▶ _YOUR OBJECTIVE_: Restate the records below word for word.

▶ _DATA FOR THIS EXERCISE_:
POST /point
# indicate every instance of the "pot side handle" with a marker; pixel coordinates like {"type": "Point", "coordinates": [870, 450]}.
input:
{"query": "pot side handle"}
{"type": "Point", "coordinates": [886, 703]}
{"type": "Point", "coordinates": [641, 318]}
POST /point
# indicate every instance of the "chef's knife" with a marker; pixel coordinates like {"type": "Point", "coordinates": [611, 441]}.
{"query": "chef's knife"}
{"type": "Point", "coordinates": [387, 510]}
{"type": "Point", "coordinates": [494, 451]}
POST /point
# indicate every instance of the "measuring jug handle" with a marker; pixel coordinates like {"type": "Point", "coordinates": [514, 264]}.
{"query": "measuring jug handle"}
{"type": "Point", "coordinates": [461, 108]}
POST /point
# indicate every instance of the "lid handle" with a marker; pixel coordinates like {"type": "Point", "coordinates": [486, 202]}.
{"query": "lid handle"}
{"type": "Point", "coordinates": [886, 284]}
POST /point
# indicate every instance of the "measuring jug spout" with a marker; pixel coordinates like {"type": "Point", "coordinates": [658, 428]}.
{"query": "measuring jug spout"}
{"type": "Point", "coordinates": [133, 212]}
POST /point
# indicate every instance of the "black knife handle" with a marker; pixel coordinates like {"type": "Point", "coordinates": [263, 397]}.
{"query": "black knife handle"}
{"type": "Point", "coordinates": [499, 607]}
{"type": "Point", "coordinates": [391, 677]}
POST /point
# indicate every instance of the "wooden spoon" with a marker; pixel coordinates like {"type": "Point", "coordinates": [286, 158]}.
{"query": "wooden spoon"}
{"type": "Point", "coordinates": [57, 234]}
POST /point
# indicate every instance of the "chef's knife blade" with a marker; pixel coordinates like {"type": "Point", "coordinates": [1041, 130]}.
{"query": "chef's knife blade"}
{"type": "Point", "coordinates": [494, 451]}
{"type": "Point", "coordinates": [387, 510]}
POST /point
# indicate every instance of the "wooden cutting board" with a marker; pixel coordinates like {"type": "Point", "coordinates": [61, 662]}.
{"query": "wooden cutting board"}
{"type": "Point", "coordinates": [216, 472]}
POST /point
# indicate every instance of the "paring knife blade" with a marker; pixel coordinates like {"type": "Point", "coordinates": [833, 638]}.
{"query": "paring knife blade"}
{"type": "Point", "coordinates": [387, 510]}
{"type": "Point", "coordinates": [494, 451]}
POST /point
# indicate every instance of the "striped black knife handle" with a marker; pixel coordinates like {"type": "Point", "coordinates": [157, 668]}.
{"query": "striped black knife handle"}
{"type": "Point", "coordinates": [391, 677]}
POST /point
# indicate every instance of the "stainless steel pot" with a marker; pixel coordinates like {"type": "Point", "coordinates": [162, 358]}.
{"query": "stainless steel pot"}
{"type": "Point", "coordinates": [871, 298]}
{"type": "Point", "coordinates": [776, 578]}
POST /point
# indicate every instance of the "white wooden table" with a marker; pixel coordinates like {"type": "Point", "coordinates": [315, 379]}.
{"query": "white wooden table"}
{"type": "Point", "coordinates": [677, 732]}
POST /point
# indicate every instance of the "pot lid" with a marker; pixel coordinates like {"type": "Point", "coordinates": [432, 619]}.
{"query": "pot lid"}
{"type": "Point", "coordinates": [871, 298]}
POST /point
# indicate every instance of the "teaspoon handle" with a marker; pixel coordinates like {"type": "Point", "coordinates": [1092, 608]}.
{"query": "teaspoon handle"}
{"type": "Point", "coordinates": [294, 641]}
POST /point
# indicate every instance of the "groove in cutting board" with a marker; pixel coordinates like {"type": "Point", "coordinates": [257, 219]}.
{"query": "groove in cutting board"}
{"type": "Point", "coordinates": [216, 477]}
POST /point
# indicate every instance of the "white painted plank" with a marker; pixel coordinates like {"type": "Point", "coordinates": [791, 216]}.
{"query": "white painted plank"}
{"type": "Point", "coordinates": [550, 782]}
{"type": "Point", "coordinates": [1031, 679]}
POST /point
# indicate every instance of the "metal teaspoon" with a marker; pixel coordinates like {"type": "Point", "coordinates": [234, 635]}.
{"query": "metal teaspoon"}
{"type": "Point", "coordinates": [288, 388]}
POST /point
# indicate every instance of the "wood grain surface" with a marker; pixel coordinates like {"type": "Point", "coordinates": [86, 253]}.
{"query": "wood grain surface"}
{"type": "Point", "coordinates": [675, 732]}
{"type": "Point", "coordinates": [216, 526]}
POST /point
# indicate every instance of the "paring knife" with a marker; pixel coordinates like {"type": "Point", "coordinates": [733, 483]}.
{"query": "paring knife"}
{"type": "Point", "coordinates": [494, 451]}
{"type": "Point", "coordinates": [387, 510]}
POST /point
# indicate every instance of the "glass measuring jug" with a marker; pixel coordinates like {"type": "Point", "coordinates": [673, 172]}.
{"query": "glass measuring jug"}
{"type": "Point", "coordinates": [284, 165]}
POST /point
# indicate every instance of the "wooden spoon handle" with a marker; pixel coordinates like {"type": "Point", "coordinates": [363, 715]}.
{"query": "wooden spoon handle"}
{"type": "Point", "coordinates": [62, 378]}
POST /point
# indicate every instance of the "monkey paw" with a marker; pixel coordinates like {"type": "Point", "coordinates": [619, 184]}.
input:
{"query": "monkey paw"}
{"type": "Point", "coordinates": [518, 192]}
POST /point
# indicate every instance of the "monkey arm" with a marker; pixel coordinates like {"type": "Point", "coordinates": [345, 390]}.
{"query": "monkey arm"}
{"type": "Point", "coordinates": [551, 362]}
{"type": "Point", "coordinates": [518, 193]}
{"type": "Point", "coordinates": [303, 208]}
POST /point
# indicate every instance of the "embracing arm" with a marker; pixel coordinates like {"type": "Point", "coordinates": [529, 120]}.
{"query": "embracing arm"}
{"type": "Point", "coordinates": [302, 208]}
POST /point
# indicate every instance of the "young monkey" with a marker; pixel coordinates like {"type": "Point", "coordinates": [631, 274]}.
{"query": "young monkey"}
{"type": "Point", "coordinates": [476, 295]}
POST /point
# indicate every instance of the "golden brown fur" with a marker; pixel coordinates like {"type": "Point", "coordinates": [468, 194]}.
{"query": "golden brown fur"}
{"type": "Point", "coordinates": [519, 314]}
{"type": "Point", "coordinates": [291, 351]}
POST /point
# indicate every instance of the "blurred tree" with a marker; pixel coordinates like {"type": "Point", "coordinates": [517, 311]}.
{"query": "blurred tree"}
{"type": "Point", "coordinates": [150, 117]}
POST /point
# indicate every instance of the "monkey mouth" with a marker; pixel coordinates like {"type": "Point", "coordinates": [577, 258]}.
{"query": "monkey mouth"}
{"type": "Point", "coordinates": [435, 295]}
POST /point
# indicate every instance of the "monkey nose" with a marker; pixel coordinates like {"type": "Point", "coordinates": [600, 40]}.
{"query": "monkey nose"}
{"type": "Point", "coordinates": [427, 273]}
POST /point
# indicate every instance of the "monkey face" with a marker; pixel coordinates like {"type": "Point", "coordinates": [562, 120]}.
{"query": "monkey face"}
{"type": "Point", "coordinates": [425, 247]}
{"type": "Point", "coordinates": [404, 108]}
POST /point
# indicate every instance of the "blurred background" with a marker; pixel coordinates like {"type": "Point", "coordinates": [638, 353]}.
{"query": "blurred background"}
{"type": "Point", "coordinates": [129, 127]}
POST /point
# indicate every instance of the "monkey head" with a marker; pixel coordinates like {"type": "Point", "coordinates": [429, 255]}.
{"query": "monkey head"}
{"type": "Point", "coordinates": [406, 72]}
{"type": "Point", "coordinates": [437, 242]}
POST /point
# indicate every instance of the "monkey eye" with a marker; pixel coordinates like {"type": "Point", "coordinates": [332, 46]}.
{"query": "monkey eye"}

▶ _COMPLETED TASK_:
POST /point
# indicate every instance of the "pot side handle" with a marker; pixel coordinates like {"type": "Point", "coordinates": [870, 450]}.
input:
{"query": "pot side handle"}
{"type": "Point", "coordinates": [886, 703]}
{"type": "Point", "coordinates": [641, 318]}
POST /point
# indicate every instance of the "chef's knife" with a marker; pixel coordinates like {"type": "Point", "coordinates": [611, 441]}.
{"query": "chef's knife"}
{"type": "Point", "coordinates": [387, 510]}
{"type": "Point", "coordinates": [494, 451]}
POST /point
# indicate every instance of the "measuring jug handle" with a marker; pixel coordinates like {"type": "Point", "coordinates": [514, 264]}.
{"query": "measuring jug handle"}
{"type": "Point", "coordinates": [461, 108]}
POST /point
# indicate every instance of the "lid handle" with a marker; pixel coordinates like {"type": "Point", "coordinates": [486, 202]}.
{"query": "lid handle"}
{"type": "Point", "coordinates": [886, 284]}
POST /point
# indicate every instance of the "measuring jug spout" with a marker; pixel coordinates like {"type": "Point", "coordinates": [658, 428]}.
{"query": "measuring jug spout"}
{"type": "Point", "coordinates": [133, 212]}
POST /point
# indicate every instance of the "black knife handle" with a marker; pixel coordinates like {"type": "Point", "coordinates": [263, 397]}.
{"query": "black knife handle"}
{"type": "Point", "coordinates": [499, 607]}
{"type": "Point", "coordinates": [391, 677]}
POST /point
# indicate every instance of the "wooden spoon" with a marker; pixel coordinates like {"type": "Point", "coordinates": [286, 158]}.
{"query": "wooden spoon"}
{"type": "Point", "coordinates": [57, 234]}
POST /point
# indicate every instance of the "chef's knife blade" with a marker; pixel coordinates like {"type": "Point", "coordinates": [1041, 130]}.
{"query": "chef's knife blade"}
{"type": "Point", "coordinates": [494, 451]}
{"type": "Point", "coordinates": [387, 510]}
POST /point
# indicate every instance of the "wooden cutting board" with a marker; pixel coordinates like {"type": "Point", "coordinates": [61, 662]}.
{"query": "wooden cutting board"}
{"type": "Point", "coordinates": [216, 472]}
POST /point
# indicate every instance of the "paring knife blade" with a marker; pixel coordinates like {"type": "Point", "coordinates": [833, 638]}.
{"query": "paring knife blade"}
{"type": "Point", "coordinates": [387, 510]}
{"type": "Point", "coordinates": [494, 451]}
POST /point
# indicate every instance of the "striped black knife handle" with a marker; pixel coordinates like {"type": "Point", "coordinates": [157, 668]}.
{"query": "striped black knife handle"}
{"type": "Point", "coordinates": [391, 677]}
POST /point
# indicate every instance of the "stainless steel pot" with a marker; pixel coordinates like {"type": "Point", "coordinates": [162, 358]}.
{"query": "stainless steel pot"}
{"type": "Point", "coordinates": [871, 298]}
{"type": "Point", "coordinates": [776, 578]}
POST /point
# indicate every instance of the "white wooden table" with a marker; pixel coordinates like {"type": "Point", "coordinates": [315, 379]}.
{"query": "white wooden table"}
{"type": "Point", "coordinates": [677, 732]}
POST /point
# indicate every instance of the "pot lid" with a marker; pixel coordinates like {"type": "Point", "coordinates": [432, 619]}.
{"query": "pot lid"}
{"type": "Point", "coordinates": [871, 298]}
POST /point
# indicate every instance of the "teaspoon handle" with a marker; pixel coordinates like {"type": "Point", "coordinates": [1092, 608]}.
{"query": "teaspoon handle"}
{"type": "Point", "coordinates": [294, 641]}
POST /point
# indicate every instance of the "groove in cutting board" with a marker; pixel coordinates like {"type": "Point", "coordinates": [257, 219]}.
{"query": "groove in cutting board"}
{"type": "Point", "coordinates": [216, 477]}
POST /point
# indicate every instance of the "white painted plank" with a marker; pixel coordinates like {"type": "Point", "coordinates": [791, 216]}.
{"query": "white painted plank"}
{"type": "Point", "coordinates": [550, 782]}
{"type": "Point", "coordinates": [1031, 679]}
POST /point
# indicate every instance of the "metal teaspoon" with a marker; pixel coordinates like {"type": "Point", "coordinates": [234, 635]}.
{"query": "metal teaspoon"}
{"type": "Point", "coordinates": [288, 388]}
POST /point
# indicate every instance of the "wood grain surface" with a marker; pixel coordinates like {"type": "Point", "coordinates": [86, 253]}.
{"query": "wood grain surface"}
{"type": "Point", "coordinates": [675, 732]}
{"type": "Point", "coordinates": [216, 526]}
POST /point
# indicate every instance of the "paring knife" with a marker; pixel coordinates like {"type": "Point", "coordinates": [733, 483]}.
{"query": "paring knife"}
{"type": "Point", "coordinates": [494, 451]}
{"type": "Point", "coordinates": [387, 510]}
POST /point
# indicate every instance of the "glass measuring jug" with a marker; pixel coordinates like {"type": "Point", "coordinates": [673, 172]}.
{"query": "glass measuring jug"}
{"type": "Point", "coordinates": [284, 165]}
POST /point
# indicate every instance of the "wooden spoon handle" with a marker; pixel coordinates like {"type": "Point", "coordinates": [363, 715]}.
{"query": "wooden spoon handle"}
{"type": "Point", "coordinates": [62, 378]}
POST /point
# indicate every instance of the "monkey paw" with a marker; pixel coordinates like {"type": "Point", "coordinates": [619, 184]}.
input:
{"query": "monkey paw"}
{"type": "Point", "coordinates": [518, 192]}
POST /point
# indicate every instance of the "monkey arm" with a marker; pixel coordinates like {"type": "Point", "coordinates": [345, 390]}.
{"query": "monkey arm"}
{"type": "Point", "coordinates": [551, 362]}
{"type": "Point", "coordinates": [518, 193]}
{"type": "Point", "coordinates": [303, 208]}
POST /point
# indicate every instance of the "embracing arm" with a marker; pixel coordinates like {"type": "Point", "coordinates": [529, 120]}.
{"query": "embracing arm"}
{"type": "Point", "coordinates": [302, 208]}
POST /point
# indicate every instance of the "young monkey" with a marker; pixel coordinates like {"type": "Point", "coordinates": [631, 274]}.
{"query": "young monkey"}
{"type": "Point", "coordinates": [476, 295]}
POST /point
# indicate every instance of the "golden brown fur" with a marker; pixel coordinates like {"type": "Point", "coordinates": [468, 194]}.
{"query": "golden brown fur"}
{"type": "Point", "coordinates": [519, 314]}
{"type": "Point", "coordinates": [291, 351]}
POST /point
# indicate every instance of the "blurred tree" with a marker; pixel coordinates like {"type": "Point", "coordinates": [517, 311]}.
{"query": "blurred tree"}
{"type": "Point", "coordinates": [150, 117]}
POST /point
# indicate every instance of the "monkey mouth" with a marker; pixel coordinates like {"type": "Point", "coordinates": [577, 258]}.
{"query": "monkey mouth"}
{"type": "Point", "coordinates": [435, 295]}
POST /point
# indicate every instance of the "monkey nose" with a marker; pixel coordinates like {"type": "Point", "coordinates": [600, 40]}.
{"query": "monkey nose"}
{"type": "Point", "coordinates": [427, 273]}
POST /point
# indicate every instance of the "monkey face" with a marker; pixel coordinates like {"type": "Point", "coordinates": [562, 120]}.
{"query": "monkey face"}
{"type": "Point", "coordinates": [425, 247]}
{"type": "Point", "coordinates": [404, 108]}
POST /point
# indicate every instance of the "blurred background" with a marker; pixel coordinates like {"type": "Point", "coordinates": [638, 353]}.
{"query": "blurred background"}
{"type": "Point", "coordinates": [129, 127]}
POST /point
# indicate every instance of the "monkey head" with a marker; pixel coordinates like {"type": "Point", "coordinates": [429, 255]}.
{"query": "monkey head"}
{"type": "Point", "coordinates": [406, 72]}
{"type": "Point", "coordinates": [437, 242]}
POST /point
# indicate every instance of the "monkey eye" with a marker; pixel coordinates like {"type": "Point", "coordinates": [332, 46]}.
{"query": "monkey eye"}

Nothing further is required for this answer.